## Objective A
List every Core Web Vitals metric named in the guide below, giving both its abbreviation and its full name.

## Given text
^^^^

Concrete steps to improve each Core Web Vital so your site passes and stays in the green—from measurement to fix order.

Yasir Haleem4 min read

Core Web Vitals (LCP, INP, CLS) are the metrics that matter for UX and search. This guide walks you through improving each one step by step: how to measure, what to fix first, and how to re-check so your site stays in the green. Whether you're new to performance or tuning an existing app, you'll have a clear order of operations.

Why Core Web Vitals and in what order

LCP (Largest Contentful Paint) affects perceived load speed; INP (Interaction to Next Paint) affects how responsive the page feels; CLS (Cumulative Layout Shift) affects visual stability. Search engines use these (and related metrics) as signals. Fix LCP first (biggest perceived impact), then CLS (often quick wins), then INP (often requires more code and measurement). After each change, re-run Lighthouse or check CrUX so you see the effect and don't regress.

LCP: get the largest element fast

LCP is the load time of the largest visible content (usually an image or text block above the fold).

^^^^

## Source records
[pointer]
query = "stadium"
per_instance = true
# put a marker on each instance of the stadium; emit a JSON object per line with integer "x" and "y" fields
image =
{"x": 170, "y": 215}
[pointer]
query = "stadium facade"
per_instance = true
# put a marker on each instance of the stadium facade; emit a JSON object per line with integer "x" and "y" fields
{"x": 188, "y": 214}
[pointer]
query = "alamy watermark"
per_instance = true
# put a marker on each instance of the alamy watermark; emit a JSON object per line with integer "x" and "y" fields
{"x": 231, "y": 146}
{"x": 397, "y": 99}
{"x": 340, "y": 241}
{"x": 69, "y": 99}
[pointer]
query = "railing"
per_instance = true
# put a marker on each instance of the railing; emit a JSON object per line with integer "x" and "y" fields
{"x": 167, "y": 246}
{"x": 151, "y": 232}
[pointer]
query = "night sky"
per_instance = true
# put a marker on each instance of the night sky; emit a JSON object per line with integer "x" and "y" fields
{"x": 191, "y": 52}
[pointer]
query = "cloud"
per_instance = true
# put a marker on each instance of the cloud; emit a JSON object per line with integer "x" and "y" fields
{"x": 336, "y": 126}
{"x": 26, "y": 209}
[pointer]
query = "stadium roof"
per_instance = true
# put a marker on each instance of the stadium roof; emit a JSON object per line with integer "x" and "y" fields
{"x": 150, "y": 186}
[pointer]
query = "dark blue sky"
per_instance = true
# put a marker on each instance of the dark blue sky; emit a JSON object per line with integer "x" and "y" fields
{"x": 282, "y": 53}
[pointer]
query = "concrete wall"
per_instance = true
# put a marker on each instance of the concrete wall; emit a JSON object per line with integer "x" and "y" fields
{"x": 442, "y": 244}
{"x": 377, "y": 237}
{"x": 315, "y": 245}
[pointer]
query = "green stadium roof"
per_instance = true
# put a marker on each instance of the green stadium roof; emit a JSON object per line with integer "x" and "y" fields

^^^^

## Objective B
Show each line of the rows above that contains the word "fields". Case counts.

## Worked solution A
- LCP (Largest Contentful Paint)
- INP (Interaction to Next Paint)
- CLS (Cumulative Layout Shift)

## Worked solution B
# put a marker on each instance of the stadium; emit a JSON object per line with integer "x" and "y" fields
# put a marker on each instance of the stadium facade; emit a JSON object per line with integer "x" and "y" fields
# put a marker on each instance of the alamy watermark; emit a JSON object per line with integer "x" and "y" fields
# put a marker on each instance of the railing; emit a JSON object per line with integer "x" and "y" fields
# put a marker on each instance of the night sky; emit a JSON object per line with integer "x" and "y" fields
# put a marker on each instance of the cloud; emit a JSON object per line with integer "x" and "y" fields
# put a marker on each instance of the stadium roof; emit a JSON object per line with integer "x" and "y" fields
# put a marker on each instance of the dark blue sky; emit a JSON object per line with integer "x" and "y" fields
# put a marker on each instance of the concrete wall; emit a JSON object per line with integer "x" and "y" fields
# put a marker on each instance of the green stadium roof; emit a JSON object per line with integer "x" and "y" fields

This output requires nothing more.